▶ STATED PROBLEM
Rewrite only the lines from the line with "Task: point out the green sleeve, placing" up to and including the line with "[[188, 152], [60, 74], [139, 70]]", putting "arena" wherever "stadium" appears and changing nothing else.

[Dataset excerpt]
==========

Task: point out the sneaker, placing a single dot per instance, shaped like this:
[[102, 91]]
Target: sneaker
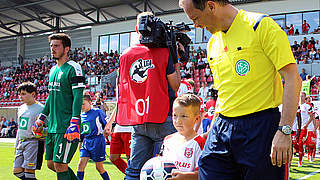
[[311, 159]]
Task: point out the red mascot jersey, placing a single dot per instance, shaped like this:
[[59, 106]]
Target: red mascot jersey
[[143, 87]]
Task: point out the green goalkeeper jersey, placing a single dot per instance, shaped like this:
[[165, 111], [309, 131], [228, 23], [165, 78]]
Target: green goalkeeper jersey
[[66, 84]]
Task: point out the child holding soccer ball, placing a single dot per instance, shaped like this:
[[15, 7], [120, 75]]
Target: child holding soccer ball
[[29, 146], [184, 147], [93, 145]]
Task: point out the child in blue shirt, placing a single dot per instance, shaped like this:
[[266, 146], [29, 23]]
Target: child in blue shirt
[[93, 145]]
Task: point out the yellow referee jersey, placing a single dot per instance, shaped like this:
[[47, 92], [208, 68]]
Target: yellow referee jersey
[[245, 62]]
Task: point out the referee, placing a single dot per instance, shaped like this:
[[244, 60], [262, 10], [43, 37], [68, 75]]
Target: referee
[[248, 53]]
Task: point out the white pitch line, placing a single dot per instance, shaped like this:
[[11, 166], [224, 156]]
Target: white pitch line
[[309, 175]]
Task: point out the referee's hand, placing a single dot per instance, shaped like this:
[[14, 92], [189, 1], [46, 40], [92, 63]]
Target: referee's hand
[[281, 151]]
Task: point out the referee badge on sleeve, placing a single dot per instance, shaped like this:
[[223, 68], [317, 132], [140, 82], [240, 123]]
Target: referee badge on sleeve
[[188, 152], [242, 67]]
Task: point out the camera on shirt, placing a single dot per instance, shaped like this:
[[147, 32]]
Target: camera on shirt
[[157, 34]]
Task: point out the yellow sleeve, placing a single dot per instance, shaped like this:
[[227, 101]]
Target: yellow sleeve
[[275, 43]]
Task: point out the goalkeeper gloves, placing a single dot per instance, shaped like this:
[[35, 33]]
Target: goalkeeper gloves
[[73, 131], [38, 124]]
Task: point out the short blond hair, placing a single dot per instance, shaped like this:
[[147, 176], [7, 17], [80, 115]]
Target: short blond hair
[[187, 100]]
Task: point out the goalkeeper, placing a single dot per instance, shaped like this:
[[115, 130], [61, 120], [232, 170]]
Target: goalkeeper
[[62, 107], [29, 147]]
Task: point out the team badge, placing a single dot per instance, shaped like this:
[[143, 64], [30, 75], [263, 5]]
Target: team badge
[[242, 67], [139, 70], [211, 111], [188, 152], [60, 74]]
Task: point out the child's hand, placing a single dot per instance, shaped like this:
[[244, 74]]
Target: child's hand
[[107, 130], [176, 175], [179, 175]]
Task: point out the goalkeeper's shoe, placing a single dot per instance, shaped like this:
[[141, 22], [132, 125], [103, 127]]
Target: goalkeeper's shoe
[[38, 124], [73, 131], [41, 134]]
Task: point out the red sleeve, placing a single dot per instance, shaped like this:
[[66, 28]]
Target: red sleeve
[[201, 141]]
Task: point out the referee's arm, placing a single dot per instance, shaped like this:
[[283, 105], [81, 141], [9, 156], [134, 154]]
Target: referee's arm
[[281, 144]]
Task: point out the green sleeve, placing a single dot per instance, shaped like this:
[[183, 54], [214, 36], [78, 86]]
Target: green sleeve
[[46, 108], [77, 101], [77, 80]]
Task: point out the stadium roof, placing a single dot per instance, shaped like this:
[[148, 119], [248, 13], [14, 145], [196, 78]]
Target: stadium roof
[[28, 17]]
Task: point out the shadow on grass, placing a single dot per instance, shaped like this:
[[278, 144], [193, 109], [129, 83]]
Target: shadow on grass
[[107, 161]]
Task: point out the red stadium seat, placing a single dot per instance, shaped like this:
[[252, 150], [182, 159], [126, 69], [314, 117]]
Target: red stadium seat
[[203, 79]]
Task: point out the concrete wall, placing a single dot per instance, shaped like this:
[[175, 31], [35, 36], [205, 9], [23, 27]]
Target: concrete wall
[[268, 7]]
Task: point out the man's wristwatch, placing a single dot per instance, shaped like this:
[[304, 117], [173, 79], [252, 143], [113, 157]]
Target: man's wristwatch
[[286, 129]]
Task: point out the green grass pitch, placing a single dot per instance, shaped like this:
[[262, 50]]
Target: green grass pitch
[[7, 157]]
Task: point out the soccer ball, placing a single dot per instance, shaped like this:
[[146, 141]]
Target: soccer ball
[[157, 168]]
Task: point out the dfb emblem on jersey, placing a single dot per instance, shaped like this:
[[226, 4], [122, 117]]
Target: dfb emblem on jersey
[[188, 152], [60, 74], [139, 70]]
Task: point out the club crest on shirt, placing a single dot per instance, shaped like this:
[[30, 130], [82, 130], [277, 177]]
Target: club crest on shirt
[[139, 70], [242, 67], [60, 74], [188, 152]]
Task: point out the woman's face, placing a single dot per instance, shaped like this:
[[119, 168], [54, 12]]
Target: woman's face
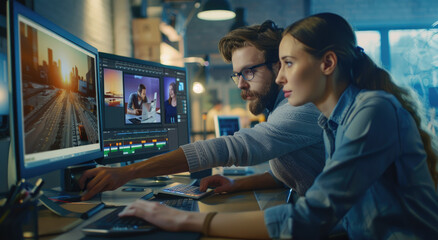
[[300, 73], [171, 92]]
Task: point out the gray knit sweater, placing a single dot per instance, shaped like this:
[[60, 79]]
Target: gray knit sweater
[[291, 139]]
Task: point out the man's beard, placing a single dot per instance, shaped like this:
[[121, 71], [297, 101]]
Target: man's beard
[[262, 99]]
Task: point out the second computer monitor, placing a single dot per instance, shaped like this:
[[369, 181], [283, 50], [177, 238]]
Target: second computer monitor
[[145, 108], [226, 125]]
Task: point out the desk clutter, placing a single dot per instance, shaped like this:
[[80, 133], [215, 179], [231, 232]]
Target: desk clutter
[[19, 214]]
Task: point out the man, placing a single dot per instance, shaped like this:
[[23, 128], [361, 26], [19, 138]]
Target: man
[[136, 100], [290, 133]]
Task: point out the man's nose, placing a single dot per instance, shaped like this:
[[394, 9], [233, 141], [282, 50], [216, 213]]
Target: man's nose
[[243, 84]]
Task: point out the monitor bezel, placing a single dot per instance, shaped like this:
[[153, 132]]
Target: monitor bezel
[[227, 117], [127, 159], [15, 9]]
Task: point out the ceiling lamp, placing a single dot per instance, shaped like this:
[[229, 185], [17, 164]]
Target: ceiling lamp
[[240, 20], [216, 10]]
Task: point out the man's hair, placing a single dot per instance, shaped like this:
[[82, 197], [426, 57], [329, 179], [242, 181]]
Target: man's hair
[[141, 87], [265, 37]]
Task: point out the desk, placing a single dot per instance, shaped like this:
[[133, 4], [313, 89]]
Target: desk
[[235, 202]]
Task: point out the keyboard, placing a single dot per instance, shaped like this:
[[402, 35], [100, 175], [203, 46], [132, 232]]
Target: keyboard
[[185, 190], [112, 224]]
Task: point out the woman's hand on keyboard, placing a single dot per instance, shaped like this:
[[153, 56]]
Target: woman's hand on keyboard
[[165, 217], [220, 183]]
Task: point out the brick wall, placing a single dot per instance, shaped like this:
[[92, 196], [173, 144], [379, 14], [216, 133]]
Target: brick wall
[[90, 20]]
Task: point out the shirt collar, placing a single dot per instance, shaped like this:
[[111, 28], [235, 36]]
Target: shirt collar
[[341, 109], [280, 97]]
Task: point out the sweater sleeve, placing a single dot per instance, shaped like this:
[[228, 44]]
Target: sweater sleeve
[[287, 129]]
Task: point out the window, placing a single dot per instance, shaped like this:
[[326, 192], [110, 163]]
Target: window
[[414, 64], [370, 42]]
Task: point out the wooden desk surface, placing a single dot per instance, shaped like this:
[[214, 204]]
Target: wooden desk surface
[[235, 202]]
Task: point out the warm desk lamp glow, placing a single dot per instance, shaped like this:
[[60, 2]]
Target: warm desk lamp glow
[[216, 10]]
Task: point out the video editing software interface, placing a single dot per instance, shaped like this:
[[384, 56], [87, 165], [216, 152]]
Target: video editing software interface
[[145, 110]]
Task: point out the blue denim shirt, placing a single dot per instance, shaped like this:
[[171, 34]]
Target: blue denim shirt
[[375, 182]]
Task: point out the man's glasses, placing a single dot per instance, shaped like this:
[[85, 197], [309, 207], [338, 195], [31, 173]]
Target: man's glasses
[[246, 73]]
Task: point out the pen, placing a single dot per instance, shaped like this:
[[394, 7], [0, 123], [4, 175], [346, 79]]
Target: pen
[[37, 187], [93, 211]]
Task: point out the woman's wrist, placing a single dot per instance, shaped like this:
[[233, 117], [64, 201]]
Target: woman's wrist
[[192, 221]]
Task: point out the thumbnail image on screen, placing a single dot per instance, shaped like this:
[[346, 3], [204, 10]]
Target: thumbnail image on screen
[[58, 93], [113, 87], [170, 102], [142, 95]]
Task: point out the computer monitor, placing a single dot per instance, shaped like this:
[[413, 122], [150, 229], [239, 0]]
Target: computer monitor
[[4, 95], [225, 125], [145, 108], [55, 104]]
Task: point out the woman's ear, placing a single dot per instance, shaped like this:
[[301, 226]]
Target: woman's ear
[[329, 62], [276, 67]]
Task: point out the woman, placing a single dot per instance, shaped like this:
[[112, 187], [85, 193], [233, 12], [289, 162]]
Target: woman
[[380, 176], [170, 104]]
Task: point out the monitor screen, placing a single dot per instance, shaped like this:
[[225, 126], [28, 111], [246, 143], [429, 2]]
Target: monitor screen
[[226, 125], [54, 95], [145, 108], [4, 94]]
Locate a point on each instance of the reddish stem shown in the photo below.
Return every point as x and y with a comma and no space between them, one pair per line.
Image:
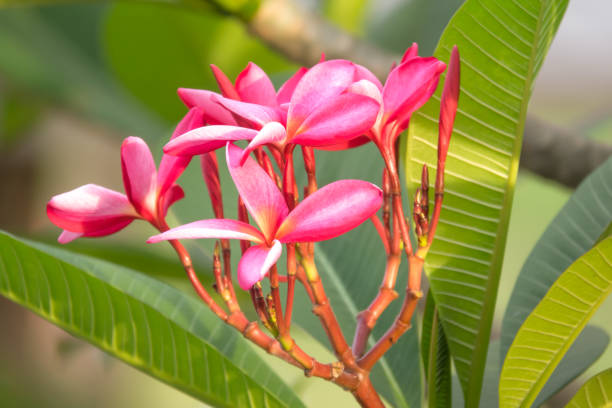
401,323
291,275
324,311
366,319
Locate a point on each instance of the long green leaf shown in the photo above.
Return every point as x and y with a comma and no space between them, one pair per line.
154,50
554,324
436,357
38,55
591,344
143,322
502,46
573,232
595,393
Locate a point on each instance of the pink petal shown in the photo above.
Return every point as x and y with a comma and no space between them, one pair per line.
349,144
254,86
206,139
410,53
448,104
331,211
225,85
366,88
362,73
410,85
215,228
255,115
171,167
68,236
256,262
286,90
139,176
261,197
271,133
90,209
213,113
336,120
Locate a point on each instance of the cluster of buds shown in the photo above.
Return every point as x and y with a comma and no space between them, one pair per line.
332,106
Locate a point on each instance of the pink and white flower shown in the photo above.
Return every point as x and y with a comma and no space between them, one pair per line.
327,213
94,211
321,110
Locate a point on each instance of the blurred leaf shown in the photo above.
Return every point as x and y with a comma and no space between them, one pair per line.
17,114
351,268
155,49
436,357
420,21
595,393
502,46
554,324
145,323
575,230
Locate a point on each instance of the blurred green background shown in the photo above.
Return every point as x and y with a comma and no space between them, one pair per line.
76,79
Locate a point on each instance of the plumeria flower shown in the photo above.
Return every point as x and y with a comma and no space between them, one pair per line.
252,86
94,211
408,86
327,213
322,111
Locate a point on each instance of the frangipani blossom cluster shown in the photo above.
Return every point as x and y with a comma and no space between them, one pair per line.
334,105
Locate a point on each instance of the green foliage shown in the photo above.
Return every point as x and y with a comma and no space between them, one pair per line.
154,50
502,46
143,322
348,14
412,21
554,324
351,282
575,230
436,357
595,393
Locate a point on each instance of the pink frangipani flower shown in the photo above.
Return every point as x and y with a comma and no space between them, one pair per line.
328,213
252,86
408,86
94,211
322,111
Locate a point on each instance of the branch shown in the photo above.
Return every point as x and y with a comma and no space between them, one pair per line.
559,154
302,36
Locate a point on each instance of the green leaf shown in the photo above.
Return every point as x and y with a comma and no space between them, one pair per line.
145,323
595,393
575,229
436,357
41,56
554,324
588,347
155,49
351,268
502,46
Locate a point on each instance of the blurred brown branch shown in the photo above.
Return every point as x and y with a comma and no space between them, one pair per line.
303,36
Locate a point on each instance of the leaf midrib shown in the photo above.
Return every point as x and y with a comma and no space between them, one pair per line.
484,327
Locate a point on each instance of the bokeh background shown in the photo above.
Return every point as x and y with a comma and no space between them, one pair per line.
76,79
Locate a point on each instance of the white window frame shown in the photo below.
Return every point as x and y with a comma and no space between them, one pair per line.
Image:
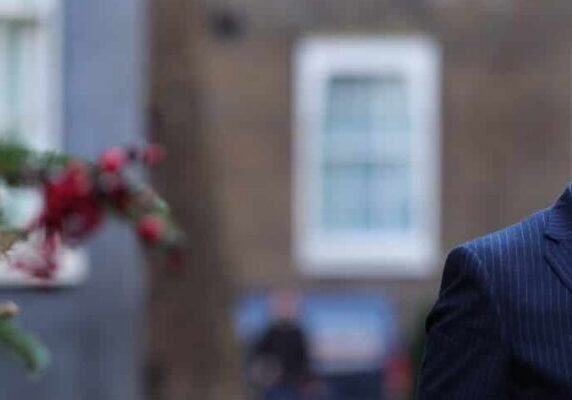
418,60
46,130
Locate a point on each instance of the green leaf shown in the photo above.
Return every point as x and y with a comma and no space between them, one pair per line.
24,345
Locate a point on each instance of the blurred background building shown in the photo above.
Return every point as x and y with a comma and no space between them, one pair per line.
338,148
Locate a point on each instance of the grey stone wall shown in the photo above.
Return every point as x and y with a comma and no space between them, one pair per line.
95,330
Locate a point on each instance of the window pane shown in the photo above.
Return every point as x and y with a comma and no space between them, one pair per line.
12,78
366,152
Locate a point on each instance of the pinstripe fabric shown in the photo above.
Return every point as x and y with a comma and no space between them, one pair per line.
502,325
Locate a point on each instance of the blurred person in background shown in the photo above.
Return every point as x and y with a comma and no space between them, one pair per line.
280,359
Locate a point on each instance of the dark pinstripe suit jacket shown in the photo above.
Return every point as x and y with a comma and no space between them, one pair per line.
502,325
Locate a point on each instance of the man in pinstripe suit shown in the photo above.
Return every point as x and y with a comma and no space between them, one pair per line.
502,325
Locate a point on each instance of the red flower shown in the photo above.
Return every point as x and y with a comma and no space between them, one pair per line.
71,207
113,160
151,228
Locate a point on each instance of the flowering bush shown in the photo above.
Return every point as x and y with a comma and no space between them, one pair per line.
77,197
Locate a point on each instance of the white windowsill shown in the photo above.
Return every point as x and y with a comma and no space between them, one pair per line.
73,270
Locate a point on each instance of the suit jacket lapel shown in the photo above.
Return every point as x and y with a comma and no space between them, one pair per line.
559,238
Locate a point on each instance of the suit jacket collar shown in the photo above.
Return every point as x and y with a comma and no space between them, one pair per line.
560,217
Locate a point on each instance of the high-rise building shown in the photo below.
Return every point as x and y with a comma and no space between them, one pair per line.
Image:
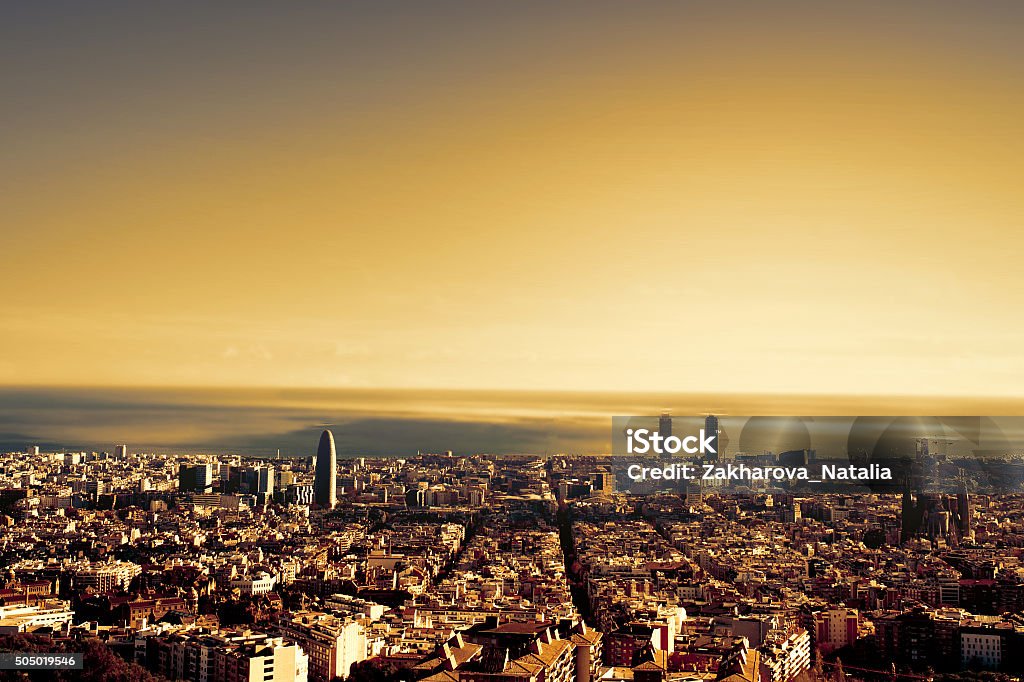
711,429
326,472
665,425
196,478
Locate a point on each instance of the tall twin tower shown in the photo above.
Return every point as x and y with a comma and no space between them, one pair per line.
326,472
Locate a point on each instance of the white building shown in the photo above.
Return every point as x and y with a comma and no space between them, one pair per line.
52,613
332,643
984,648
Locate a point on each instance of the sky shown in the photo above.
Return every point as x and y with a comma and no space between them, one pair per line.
712,197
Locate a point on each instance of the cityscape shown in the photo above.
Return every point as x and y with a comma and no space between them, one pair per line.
442,567
535,341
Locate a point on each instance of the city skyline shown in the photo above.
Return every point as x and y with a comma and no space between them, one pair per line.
800,199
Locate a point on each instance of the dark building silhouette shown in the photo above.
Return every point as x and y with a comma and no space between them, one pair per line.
326,472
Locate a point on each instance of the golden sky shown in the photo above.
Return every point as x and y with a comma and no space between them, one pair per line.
644,197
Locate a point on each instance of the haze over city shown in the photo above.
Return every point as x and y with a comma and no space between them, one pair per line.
712,198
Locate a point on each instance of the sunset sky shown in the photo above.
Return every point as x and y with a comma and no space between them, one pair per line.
601,196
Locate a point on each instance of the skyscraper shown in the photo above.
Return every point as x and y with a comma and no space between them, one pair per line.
711,429
665,425
326,472
196,478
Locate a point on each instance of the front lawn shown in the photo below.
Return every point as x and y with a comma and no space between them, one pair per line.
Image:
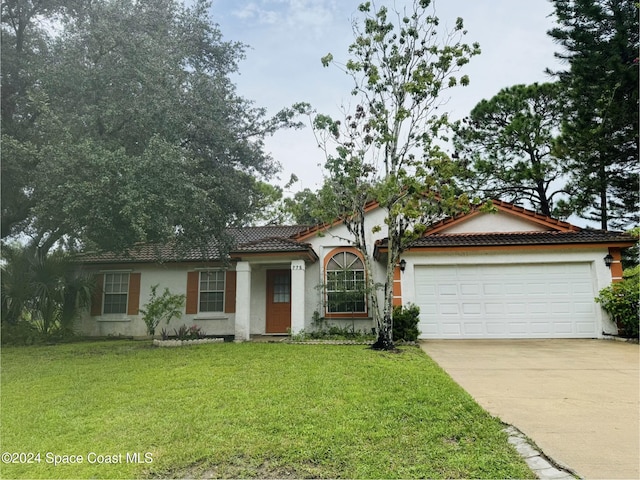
128,410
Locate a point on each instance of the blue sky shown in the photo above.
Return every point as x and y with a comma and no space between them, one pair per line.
287,38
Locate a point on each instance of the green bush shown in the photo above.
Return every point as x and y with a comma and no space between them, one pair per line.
19,333
405,323
620,301
164,307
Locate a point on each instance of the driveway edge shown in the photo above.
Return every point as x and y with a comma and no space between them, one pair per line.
542,465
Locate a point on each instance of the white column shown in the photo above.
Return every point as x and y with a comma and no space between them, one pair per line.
297,295
243,302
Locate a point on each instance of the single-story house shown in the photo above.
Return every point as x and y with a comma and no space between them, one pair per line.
511,273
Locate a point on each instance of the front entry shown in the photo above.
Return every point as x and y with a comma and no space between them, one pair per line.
278,301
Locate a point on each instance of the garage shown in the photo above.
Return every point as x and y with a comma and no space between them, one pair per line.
521,300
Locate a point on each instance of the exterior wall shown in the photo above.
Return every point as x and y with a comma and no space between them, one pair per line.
601,276
495,222
171,276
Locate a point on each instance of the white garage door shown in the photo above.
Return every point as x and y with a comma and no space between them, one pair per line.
506,301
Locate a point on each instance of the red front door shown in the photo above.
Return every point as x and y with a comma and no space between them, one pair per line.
278,301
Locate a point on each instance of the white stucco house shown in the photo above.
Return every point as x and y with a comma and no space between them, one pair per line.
509,274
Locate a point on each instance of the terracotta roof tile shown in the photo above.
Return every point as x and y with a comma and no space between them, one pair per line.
520,238
247,239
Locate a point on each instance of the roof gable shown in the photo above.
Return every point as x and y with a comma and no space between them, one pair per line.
505,218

==========

▶ ANSWER IN FULL
Task: point out the green sleeve, placing a single dot per instance, shaped like this:
[[183, 54], [214, 36], [78, 86]]
Target: green sleeve
[[46, 108], [77, 101], [77, 80]]
Task: point out the arena roof, placing a single dot per instance, shaped like this:
[[148, 119], [248, 13], [14, 145], [196, 78]]
Target: arena roof
[[28, 17]]
Task: point out the shadow on grass, placing a single dot per instance, shaped like this:
[[278, 144], [193, 109], [129, 83]]
Target: shadow on grass
[[107, 161]]
Task: point out the red arena seat, placing a single dot per instance, shaped like this:
[[252, 150], [182, 159], [126, 69], [314, 117]]
Target: red arena seat
[[203, 79]]
Task: point out the concrete wall, placing a single dot per instance, shaped like this:
[[175, 31], [35, 36], [205, 9], [23, 27]]
Target: concrete wall
[[268, 7]]
Task: point out the man's wristwatch, placing a single dot per instance, shaped like this:
[[304, 117], [173, 79], [252, 143], [113, 157]]
Target: man's wristwatch
[[286, 129]]
Task: point out the green grass pitch, placing a single dot per instance, shaped like this:
[[262, 50]]
Target: green grass pitch
[[7, 157]]
Task: point out the soccer ball, placing a single dot per instance, shaped like this:
[[146, 141]]
Target: soccer ball
[[157, 168]]
Task: point out the dfb emblem on jersey, placing a single dot per instance, shaped like this:
[[226, 4], [122, 117]]
Target: dfb emblem on jersey
[[188, 152], [60, 74], [139, 70]]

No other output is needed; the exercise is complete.